** DATA SHOWN follows **

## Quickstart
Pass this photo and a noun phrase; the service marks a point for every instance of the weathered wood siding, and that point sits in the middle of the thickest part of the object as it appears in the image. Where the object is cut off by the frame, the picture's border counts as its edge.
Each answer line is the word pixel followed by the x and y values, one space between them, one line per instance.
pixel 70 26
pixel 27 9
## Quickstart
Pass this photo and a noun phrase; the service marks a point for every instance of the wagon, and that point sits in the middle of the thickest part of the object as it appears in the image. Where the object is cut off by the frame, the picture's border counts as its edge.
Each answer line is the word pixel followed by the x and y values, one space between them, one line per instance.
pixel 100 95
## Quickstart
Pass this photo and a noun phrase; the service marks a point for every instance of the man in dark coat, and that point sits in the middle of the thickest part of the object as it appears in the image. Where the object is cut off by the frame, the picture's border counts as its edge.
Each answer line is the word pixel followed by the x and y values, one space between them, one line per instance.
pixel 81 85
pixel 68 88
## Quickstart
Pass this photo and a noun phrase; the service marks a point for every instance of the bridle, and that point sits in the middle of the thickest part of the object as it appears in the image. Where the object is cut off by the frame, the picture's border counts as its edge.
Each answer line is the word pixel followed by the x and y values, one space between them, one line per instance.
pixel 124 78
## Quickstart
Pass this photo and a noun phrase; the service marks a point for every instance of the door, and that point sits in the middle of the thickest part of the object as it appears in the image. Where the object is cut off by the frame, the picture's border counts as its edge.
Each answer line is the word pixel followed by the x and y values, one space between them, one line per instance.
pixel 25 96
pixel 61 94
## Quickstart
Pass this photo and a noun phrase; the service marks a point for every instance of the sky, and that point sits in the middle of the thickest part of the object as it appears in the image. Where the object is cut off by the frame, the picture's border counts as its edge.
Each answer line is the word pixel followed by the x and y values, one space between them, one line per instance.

** End of DATA SHOWN **

• THE TASK:
When you reach the line with "of the weathered" in the records above, start writing out lines exactly, and stop once the line with "the wagon, and" has been written; include nothing else.

• TASK RESPONSE:
Pass this photo and a noun phrase; the service marks a point for every instance of the weathered wood siding, and that point sits in the middle of the thickest part of the object as it appears in the image. Where the object is cut off by the frame, the picture's border counts as its edge.
Each answer line is the word pixel followed by the x and y values, one space between them, one line per instance.
pixel 70 26
pixel 27 9
## Quickstart
Pass this photo and a noun phrase; the service marks a point for every instance of the wagon, and that point sits in the middle of the thickest part of the object as it appears in the image. Where the object is cut off by the frame, the picture's border counts as its edge.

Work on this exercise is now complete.